Entries supplied
--------

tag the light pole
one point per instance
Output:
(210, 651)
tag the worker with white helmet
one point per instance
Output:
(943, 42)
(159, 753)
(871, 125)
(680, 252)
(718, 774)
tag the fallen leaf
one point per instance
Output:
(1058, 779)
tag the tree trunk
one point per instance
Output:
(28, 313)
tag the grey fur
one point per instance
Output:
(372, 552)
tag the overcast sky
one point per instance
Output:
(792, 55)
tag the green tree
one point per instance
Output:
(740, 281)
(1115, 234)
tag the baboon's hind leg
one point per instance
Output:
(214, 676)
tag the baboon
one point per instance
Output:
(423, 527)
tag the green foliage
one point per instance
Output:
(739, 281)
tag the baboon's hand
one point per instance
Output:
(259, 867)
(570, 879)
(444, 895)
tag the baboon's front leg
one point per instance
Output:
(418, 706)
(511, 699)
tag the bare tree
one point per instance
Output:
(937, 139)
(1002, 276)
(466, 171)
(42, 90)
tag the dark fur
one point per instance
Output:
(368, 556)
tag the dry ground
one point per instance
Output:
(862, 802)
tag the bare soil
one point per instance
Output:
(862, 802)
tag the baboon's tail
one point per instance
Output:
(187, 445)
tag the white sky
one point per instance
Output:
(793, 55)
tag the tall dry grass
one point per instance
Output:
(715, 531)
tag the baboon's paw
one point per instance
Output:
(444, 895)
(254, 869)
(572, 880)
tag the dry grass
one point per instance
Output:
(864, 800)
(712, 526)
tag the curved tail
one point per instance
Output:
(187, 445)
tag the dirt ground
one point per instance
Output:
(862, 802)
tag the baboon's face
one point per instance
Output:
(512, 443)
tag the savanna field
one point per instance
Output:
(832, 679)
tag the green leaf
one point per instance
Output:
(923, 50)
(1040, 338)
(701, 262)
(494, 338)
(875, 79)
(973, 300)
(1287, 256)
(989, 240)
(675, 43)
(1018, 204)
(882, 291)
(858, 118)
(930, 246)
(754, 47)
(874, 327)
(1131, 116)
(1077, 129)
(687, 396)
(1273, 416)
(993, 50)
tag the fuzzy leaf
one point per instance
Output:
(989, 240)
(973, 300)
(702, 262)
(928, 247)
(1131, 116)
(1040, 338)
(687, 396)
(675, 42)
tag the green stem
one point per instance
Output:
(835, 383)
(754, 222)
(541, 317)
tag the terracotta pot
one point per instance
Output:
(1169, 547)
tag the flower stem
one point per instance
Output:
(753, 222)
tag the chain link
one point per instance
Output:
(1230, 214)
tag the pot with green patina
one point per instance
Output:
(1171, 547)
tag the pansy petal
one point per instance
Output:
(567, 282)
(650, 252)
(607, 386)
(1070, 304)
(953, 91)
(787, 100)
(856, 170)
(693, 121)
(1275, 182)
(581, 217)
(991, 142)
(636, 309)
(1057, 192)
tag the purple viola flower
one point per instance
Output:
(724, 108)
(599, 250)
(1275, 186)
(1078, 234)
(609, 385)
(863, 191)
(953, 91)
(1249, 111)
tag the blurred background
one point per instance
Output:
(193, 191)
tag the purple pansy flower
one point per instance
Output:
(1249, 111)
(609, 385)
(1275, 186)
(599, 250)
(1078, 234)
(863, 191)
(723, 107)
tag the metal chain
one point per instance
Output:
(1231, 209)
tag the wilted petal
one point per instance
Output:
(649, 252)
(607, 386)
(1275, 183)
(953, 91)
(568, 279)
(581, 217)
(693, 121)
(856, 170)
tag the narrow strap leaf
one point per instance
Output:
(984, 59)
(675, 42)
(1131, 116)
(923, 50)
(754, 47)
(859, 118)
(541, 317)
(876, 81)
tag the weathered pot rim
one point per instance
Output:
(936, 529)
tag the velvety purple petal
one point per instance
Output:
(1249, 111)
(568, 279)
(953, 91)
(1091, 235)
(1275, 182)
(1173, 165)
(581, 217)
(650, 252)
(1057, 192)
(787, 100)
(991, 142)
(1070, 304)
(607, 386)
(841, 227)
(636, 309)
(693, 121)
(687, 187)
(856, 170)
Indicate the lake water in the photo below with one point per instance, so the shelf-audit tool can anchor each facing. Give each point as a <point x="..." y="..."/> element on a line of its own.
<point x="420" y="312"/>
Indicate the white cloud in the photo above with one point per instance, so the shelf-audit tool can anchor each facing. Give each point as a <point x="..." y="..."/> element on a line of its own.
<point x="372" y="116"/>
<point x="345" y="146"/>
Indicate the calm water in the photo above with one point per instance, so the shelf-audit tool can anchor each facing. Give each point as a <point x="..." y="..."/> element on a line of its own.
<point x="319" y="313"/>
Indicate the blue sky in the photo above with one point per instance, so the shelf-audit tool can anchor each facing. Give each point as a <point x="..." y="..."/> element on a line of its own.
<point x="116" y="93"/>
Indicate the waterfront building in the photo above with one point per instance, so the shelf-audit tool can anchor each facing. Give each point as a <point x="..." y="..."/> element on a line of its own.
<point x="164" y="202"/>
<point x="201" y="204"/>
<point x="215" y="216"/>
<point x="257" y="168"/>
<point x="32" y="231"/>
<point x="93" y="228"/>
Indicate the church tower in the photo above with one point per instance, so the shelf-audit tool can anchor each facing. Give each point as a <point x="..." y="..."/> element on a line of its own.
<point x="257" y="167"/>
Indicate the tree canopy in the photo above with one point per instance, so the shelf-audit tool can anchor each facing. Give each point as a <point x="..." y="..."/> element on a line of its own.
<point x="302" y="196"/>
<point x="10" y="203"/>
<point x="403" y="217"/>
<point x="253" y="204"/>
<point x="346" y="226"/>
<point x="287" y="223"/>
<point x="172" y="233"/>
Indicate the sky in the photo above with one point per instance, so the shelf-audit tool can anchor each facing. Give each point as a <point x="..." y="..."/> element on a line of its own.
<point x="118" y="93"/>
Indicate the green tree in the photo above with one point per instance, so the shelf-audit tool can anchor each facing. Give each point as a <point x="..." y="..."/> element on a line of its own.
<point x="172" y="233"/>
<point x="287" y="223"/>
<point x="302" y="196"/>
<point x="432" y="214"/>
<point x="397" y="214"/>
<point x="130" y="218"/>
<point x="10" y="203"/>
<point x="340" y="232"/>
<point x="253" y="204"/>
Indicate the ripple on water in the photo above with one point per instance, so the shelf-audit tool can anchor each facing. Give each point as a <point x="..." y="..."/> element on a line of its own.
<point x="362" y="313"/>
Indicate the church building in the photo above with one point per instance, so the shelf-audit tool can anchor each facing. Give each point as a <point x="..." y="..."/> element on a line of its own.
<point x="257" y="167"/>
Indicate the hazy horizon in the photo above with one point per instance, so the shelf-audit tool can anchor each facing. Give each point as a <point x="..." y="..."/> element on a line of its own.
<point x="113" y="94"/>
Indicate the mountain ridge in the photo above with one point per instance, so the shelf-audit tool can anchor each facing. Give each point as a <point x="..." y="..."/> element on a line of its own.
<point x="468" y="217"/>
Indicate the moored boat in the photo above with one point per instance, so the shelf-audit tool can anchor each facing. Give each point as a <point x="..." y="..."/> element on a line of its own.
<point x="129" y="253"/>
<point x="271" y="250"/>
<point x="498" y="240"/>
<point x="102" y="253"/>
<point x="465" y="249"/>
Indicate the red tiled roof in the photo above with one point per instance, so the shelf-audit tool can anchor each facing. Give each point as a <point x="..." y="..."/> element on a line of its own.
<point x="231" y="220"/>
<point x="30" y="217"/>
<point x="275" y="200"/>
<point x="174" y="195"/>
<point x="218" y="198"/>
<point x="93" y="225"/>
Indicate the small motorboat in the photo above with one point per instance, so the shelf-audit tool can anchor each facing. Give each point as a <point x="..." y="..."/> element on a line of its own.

--------

Reproduce all of the material above word for word, preserving every line in its original order.

Result for this exercise
tag the light pole
one point per instance
Output:
(210, 651)
tag the worker with white helmet
one point per instance
Output:
(943, 42)
(159, 753)
(871, 125)
(680, 252)
(718, 774)
tag the fallen leaf
one point per instance
Output:
(1058, 779)
tag the tree trunk
one point per instance
Output:
(28, 313)
tag the grey fur
one point per instance
Output:
(372, 552)
tag the overcast sky
one point per instance
Output:
(792, 55)
tag the green tree
one point per instance
Output:
(740, 281)
(1115, 234)
tag the baboon's hind leg
one point per instance
Output:
(214, 676)
tag the baboon
one point per instance
Output:
(423, 527)
tag the green foliage
one point per instance
Output:
(739, 281)
tag the baboon's hand
one point per instance
Output:
(259, 867)
(570, 879)
(444, 895)
tag the baboon's front leg
one point per instance
Output:
(418, 706)
(511, 699)
tag the bare tree
one point per instance
Output:
(937, 139)
(1002, 276)
(466, 171)
(42, 90)
tag the dark fur
one point per instance
Output:
(368, 556)
tag the dry ground
one point per instance
Output:
(862, 802)
tag the bare soil
one point per instance
Output:
(862, 802)
tag the baboon's tail
one point per instance
Output:
(187, 445)
tag the white sky
one point per instance
Output:
(793, 55)
tag the tall dry grass
one point per instance
Output:
(715, 531)
tag the baboon's paw
one point per instance
Output:
(444, 895)
(254, 869)
(572, 880)
tag the dry grass
one point per instance
Output:
(864, 800)
(712, 526)
tag the curved tail
one point per instance
Output:
(187, 445)
tag the dirt ground
one point per instance
Output:
(862, 802)
tag the baboon's face
one point per instance
Output:
(512, 443)
tag the savanna field
one point per instance
Output:
(832, 679)
tag the green leaf
one point per instance
Output:
(923, 50)
(1040, 338)
(701, 262)
(494, 338)
(875, 79)
(973, 300)
(1287, 256)
(989, 240)
(675, 43)
(1018, 204)
(882, 291)
(858, 118)
(930, 246)
(754, 47)
(874, 327)
(1131, 116)
(1077, 129)
(687, 396)
(1273, 416)
(993, 50)
tag the fuzzy leaf
one point per instance
Output:
(989, 240)
(973, 300)
(702, 262)
(928, 247)
(1131, 116)
(1040, 338)
(687, 396)
(675, 42)
tag the green stem
one point per instance
Output:
(835, 383)
(754, 222)
(541, 317)
tag the terracotta pot
one point per instance
Output:
(1169, 547)
tag the flower stem
one point per instance
Output:
(753, 222)
tag the chain link
one point per instance
Output:
(1230, 214)
tag the pot with green patina
one point per instance
Output:
(1171, 547)
tag the pansy petal
one point per instance
Output:
(567, 282)
(650, 252)
(607, 386)
(1070, 304)
(953, 91)
(787, 100)
(856, 170)
(693, 121)
(1275, 182)
(581, 217)
(991, 142)
(636, 309)
(1057, 192)
tag the purple viola flower
one point per instance
Output:
(724, 108)
(599, 250)
(1275, 186)
(1078, 234)
(609, 385)
(863, 191)
(953, 91)
(1249, 111)
tag the blurred background
one point per instance
Output:
(193, 191)
tag the purple pansy flower
one point per instance
Output:
(1249, 111)
(609, 385)
(1275, 186)
(599, 250)
(1078, 234)
(863, 191)
(723, 107)
tag the metal chain
one point per instance
Output:
(1231, 209)
tag the wilted petal
one point per instance
Output:
(649, 252)
(607, 386)
(1275, 183)
(953, 91)
(568, 279)
(581, 217)
(693, 121)
(856, 170)
tag the narrow strap leaf
one point per instance
Output:
(984, 59)
(675, 42)
(1131, 116)
(923, 50)
(754, 47)
(859, 118)
(541, 317)
(876, 81)
tag the weathered pot rim
one point per instance
Output:
(936, 529)
tag the velvety purple petal
one point per instance
Output:
(1249, 111)
(568, 279)
(953, 91)
(1091, 235)
(1275, 182)
(1173, 165)
(581, 217)
(650, 252)
(1057, 192)
(787, 100)
(991, 142)
(1070, 304)
(607, 386)
(841, 227)
(636, 309)
(693, 121)
(687, 187)
(856, 170)
Indicate the lake water in the photo below with one point per instance, so the shelf-audit tool can anchor each facing. Give each point as a <point x="..." y="..."/> element on a line of its own.
<point x="420" y="312"/>
Indicate the white cloud in the photo above with one point per instance, so the shelf-audit tool can anchor each facing. Give each point as a <point x="..." y="..."/> element on a line of its own.
<point x="372" y="116"/>
<point x="345" y="146"/>
Indicate the calm water in the photo above with one point per instance, so the shelf-audit tool can anchor each facing. Give each point as a <point x="..." y="..."/> element on a line of its own.
<point x="319" y="313"/>
Indicate the blue sky in the photo above with one point per instance, so the shelf-audit tool can anchor each facing. Give each point as a <point x="..." y="..."/> element on a line of its own.
<point x="116" y="93"/>
Indicate the waterfront building in the photo above with one point per instance, so the shelf-audit tool can anchor each facing. Give each point as a <point x="..." y="..."/> element on a line of its own.
<point x="164" y="202"/>
<point x="201" y="204"/>
<point x="215" y="216"/>
<point x="257" y="168"/>
<point x="32" y="231"/>
<point x="93" y="228"/>
Indicate the church tower in the photo above with one point per instance, so the shelf-audit tool can anchor each facing. Give each point as a <point x="..." y="..."/> element on a line of its own.
<point x="257" y="167"/>
Indicate the tree canopy in the photo above with one point per instance, so the shelf-audit tool can anchor each facing. Give each point as a <point x="..." y="..."/> element on a line of its own.
<point x="302" y="196"/>
<point x="10" y="203"/>
<point x="403" y="217"/>
<point x="253" y="204"/>
<point x="346" y="226"/>
<point x="287" y="223"/>
<point x="172" y="233"/>
Indicate the sky in the photo above with one point per instance, so the shelf-audit tool can anchor each facing. Give each point as a <point x="..." y="..."/> element on a line of its own.
<point x="118" y="93"/>
Indicate the green tree in the photo above with one point per instance, so the shelf-audit tool can anchor each facing. Give each point as a <point x="..." y="..."/> element on a line of its own.
<point x="172" y="233"/>
<point x="287" y="223"/>
<point x="302" y="196"/>
<point x="432" y="214"/>
<point x="397" y="214"/>
<point x="130" y="218"/>
<point x="10" y="203"/>
<point x="340" y="232"/>
<point x="253" y="204"/>
Indicate the ripple on water in the photo above with one point per instance, so the shelf-audit tool can anchor each facing. Give each point as a <point x="..." y="..."/> element on a line of its own.
<point x="362" y="313"/>
Indicate the church building in the photo above with one point per instance, so the shelf-audit tool can anchor each facing. Give each point as a <point x="..." y="..."/> element on a line of its own.
<point x="257" y="167"/>
Indicate the hazy horizon in the photo above with one point per instance, so the shelf-audit tool can anchor each facing. Give each point as a <point x="..." y="..."/> element on a line of its own.
<point x="113" y="94"/>
Indicate the mountain ridge in the photo above with one point per instance, so the shelf-audit tool can anchor each facing. Give each point as a <point x="..." y="..."/> element on a line of its own.
<point x="468" y="217"/>
Indicate the moored boat in the photo above with one point per instance, so the shelf-audit tool can anchor each facing. Give each point as a <point x="..." y="..."/> element on a line of its own.
<point x="129" y="253"/>
<point x="271" y="250"/>
<point x="498" y="240"/>
<point x="102" y="253"/>
<point x="465" y="249"/>
Indicate the red tiled roof in the photo above with one point per instance, so the shelf-audit tool can anchor each facing. Give each point as a <point x="..." y="..."/> element on a line of its own.
<point x="231" y="220"/>
<point x="30" y="217"/>
<point x="275" y="200"/>
<point x="174" y="195"/>
<point x="218" y="198"/>
<point x="93" y="225"/>
Indicate the small motorboat in the photo above with one point per instance, so the shelf-audit tool can anchor each facing. Give each point as a <point x="..." y="..."/> element on a line of its own.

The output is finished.